*DATA TO PROCESS:*
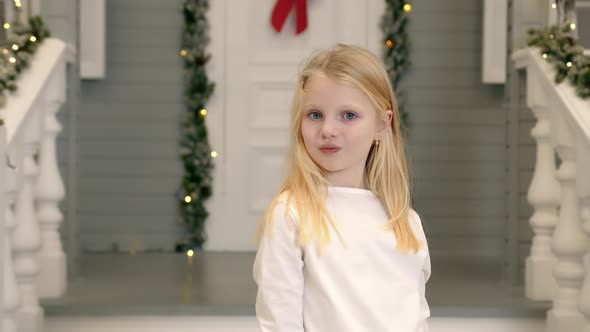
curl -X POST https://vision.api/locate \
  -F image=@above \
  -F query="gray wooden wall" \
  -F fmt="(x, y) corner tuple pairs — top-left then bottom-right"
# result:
(404, 0), (507, 260)
(78, 0), (183, 251)
(43, 0), (588, 269)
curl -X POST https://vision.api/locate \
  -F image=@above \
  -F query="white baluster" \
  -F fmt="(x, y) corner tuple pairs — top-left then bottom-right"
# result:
(525, 73), (561, 301)
(36, 63), (67, 297)
(547, 106), (588, 332)
(13, 112), (43, 332)
(577, 135), (590, 332)
(0, 128), (21, 332)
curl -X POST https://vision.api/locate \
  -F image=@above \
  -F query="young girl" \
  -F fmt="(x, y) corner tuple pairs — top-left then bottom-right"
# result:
(254, 45), (431, 332)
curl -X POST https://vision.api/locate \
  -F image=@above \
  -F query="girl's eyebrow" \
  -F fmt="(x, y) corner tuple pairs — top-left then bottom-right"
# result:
(303, 104), (360, 109)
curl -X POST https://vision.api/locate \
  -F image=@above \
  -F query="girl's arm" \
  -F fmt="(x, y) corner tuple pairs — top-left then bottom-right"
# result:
(410, 210), (432, 332)
(418, 247), (431, 332)
(254, 203), (303, 332)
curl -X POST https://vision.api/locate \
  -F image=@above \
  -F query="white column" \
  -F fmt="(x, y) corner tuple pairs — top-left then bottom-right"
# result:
(525, 72), (561, 301)
(36, 62), (67, 298)
(0, 131), (21, 332)
(13, 111), (43, 332)
(547, 106), (588, 332)
(577, 135), (590, 332)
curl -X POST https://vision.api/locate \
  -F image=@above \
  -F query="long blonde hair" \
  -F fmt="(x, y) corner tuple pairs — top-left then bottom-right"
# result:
(257, 44), (420, 252)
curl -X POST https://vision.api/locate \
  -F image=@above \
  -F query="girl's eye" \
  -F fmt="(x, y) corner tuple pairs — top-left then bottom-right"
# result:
(308, 112), (322, 120)
(344, 112), (357, 120)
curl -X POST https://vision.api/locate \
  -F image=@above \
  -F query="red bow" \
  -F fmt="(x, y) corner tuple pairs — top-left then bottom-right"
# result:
(271, 0), (307, 34)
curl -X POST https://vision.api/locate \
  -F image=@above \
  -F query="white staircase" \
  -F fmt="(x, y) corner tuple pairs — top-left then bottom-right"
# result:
(512, 48), (590, 332)
(0, 39), (68, 332)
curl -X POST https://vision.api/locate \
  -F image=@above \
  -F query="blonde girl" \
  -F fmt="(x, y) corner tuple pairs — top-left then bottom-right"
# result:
(254, 45), (431, 332)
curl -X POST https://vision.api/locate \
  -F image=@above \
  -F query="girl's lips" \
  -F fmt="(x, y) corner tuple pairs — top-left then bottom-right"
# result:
(320, 148), (340, 154)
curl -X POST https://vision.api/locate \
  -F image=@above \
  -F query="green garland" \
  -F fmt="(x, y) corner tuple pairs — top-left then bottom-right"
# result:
(175, 0), (216, 252)
(528, 24), (590, 98)
(380, 0), (412, 130)
(0, 16), (49, 125)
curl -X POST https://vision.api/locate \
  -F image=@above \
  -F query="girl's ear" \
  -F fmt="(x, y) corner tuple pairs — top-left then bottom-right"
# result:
(377, 110), (393, 139)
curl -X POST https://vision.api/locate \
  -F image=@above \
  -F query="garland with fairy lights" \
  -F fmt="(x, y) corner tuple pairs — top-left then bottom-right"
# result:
(380, 0), (412, 130)
(528, 23), (590, 98)
(175, 0), (217, 252)
(0, 14), (49, 125)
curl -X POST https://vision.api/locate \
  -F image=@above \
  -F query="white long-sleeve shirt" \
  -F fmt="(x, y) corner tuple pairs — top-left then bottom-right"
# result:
(254, 186), (431, 332)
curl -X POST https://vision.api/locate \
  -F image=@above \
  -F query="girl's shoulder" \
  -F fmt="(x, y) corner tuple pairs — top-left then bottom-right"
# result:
(408, 208), (426, 241)
(268, 192), (298, 229)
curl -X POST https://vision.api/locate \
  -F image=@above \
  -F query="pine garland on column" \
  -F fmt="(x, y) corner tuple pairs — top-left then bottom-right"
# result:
(528, 22), (590, 98)
(0, 13), (49, 114)
(175, 0), (217, 251)
(380, 0), (412, 130)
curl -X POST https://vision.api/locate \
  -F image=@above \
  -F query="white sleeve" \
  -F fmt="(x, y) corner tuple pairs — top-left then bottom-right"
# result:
(412, 211), (432, 332)
(254, 202), (303, 332)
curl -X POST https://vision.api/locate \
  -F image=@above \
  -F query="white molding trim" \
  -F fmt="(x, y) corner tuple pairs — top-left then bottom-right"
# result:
(482, 0), (508, 84)
(80, 0), (106, 79)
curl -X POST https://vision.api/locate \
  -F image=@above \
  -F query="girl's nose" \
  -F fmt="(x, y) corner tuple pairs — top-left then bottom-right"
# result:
(321, 120), (338, 137)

*THE EXERCISE:* Rewrite the material above, from its start through the line holding "(0, 128), (21, 332)", with "white baluster" changed to "white railing post" and nothing else changed. Leave the picture out.

*SOLUTION FOR THIS PROBLEM:*
curl -X POST https://vision.api/locate \
  -F image=@above \
  -F query="gray wooden wall" \
  -F fmt="(x, y) corner tuple pairs — top-left then bottom-right"
# result:
(404, 0), (507, 260)
(78, 0), (183, 251)
(43, 0), (588, 269)
curl -X POST https://vision.api/locate \
  -F image=@above \
  -F query="white railing post" \
  -F fmt="(x, y) corner tuple pairs — top-left then bottom-right"
# result:
(525, 73), (561, 301)
(36, 63), (67, 297)
(547, 106), (588, 332)
(13, 112), (43, 332)
(577, 135), (590, 332)
(0, 128), (21, 332)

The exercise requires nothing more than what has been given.